The task.
Quote the records below word for word, please, from the very first line through the one that contains "positive clicks: (249, 127)", and nothing beyond it.

Entries supplied.
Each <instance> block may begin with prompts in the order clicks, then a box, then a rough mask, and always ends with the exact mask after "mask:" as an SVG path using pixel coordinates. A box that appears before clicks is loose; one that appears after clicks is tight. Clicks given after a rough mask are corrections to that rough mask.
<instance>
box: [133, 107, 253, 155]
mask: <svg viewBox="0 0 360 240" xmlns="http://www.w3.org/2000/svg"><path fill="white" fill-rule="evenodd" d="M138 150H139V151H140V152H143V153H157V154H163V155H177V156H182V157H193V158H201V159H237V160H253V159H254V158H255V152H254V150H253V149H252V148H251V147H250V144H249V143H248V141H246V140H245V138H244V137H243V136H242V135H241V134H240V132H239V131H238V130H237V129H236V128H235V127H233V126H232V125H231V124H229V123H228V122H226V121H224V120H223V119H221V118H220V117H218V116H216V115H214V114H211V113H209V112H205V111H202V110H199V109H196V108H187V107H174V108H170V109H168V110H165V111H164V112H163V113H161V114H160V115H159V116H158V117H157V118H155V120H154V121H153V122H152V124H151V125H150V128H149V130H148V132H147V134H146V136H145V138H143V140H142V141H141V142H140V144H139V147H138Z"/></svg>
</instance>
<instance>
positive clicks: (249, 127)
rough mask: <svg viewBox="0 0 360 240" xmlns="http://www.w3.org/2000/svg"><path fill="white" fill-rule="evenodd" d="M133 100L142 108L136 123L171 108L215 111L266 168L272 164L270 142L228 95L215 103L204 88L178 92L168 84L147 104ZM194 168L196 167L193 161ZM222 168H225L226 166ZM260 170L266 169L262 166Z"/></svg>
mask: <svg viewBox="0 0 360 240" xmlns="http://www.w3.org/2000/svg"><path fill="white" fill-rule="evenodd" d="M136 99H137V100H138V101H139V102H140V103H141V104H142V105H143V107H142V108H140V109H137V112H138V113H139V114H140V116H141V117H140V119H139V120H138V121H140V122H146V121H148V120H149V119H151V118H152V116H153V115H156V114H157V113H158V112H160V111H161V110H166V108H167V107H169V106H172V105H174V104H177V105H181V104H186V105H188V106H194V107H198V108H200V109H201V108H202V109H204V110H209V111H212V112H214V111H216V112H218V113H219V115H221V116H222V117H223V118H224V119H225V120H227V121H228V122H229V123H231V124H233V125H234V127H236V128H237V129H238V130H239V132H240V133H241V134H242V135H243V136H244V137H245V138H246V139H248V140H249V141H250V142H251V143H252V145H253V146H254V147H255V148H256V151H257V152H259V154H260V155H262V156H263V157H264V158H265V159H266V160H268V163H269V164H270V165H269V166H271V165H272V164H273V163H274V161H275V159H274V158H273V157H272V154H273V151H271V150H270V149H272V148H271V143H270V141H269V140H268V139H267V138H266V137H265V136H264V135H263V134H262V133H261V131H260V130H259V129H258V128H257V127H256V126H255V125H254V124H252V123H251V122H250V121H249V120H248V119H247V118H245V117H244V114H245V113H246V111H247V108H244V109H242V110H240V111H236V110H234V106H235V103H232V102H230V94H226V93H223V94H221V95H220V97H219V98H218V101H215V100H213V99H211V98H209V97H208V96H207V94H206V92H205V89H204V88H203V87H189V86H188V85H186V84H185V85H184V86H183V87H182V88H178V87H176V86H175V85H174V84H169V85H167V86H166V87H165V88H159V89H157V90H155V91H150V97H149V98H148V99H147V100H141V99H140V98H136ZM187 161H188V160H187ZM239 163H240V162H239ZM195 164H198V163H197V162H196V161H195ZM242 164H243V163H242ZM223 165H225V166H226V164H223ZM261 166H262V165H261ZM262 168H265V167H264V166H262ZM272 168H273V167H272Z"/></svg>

Exercise answer.
Each <instance> block may begin with prompts in the order clicks, then a box, then a rough mask, and always ends with the exact mask after "mask:" as an SVG path using pixel coordinates. A box that appears before clicks is loose; one that appears after clicks is tight. Clicks given after a rough mask are corrections to that rough mask.
<instance>
box: [133, 107, 253, 155]
mask: <svg viewBox="0 0 360 240" xmlns="http://www.w3.org/2000/svg"><path fill="white" fill-rule="evenodd" d="M138 150H139V151H140V152H143V153H157V154H163V155H177V156H182V157H193V158H201V159H237V160H253V159H254V158H255V152H254V150H253V149H252V148H251V147H250V144H249V143H248V141H246V140H245V138H244V137H243V136H242V135H241V134H240V132H239V131H238V130H237V129H236V128H235V127H233V126H232V125H231V124H229V123H228V122H226V121H224V120H223V119H221V118H220V117H218V116H216V115H214V114H211V113H209V112H205V111H202V110H199V109H196V108H187V107H174V108H170V109H168V110H165V111H164V112H163V113H161V114H160V115H159V116H158V117H157V118H155V120H154V121H153V122H152V124H151V125H150V128H149V130H148V132H147V134H146V136H145V138H143V140H142V141H141V142H140V144H139V147H138Z"/></svg>
</instance>
<instance>
positive clicks: (249, 127)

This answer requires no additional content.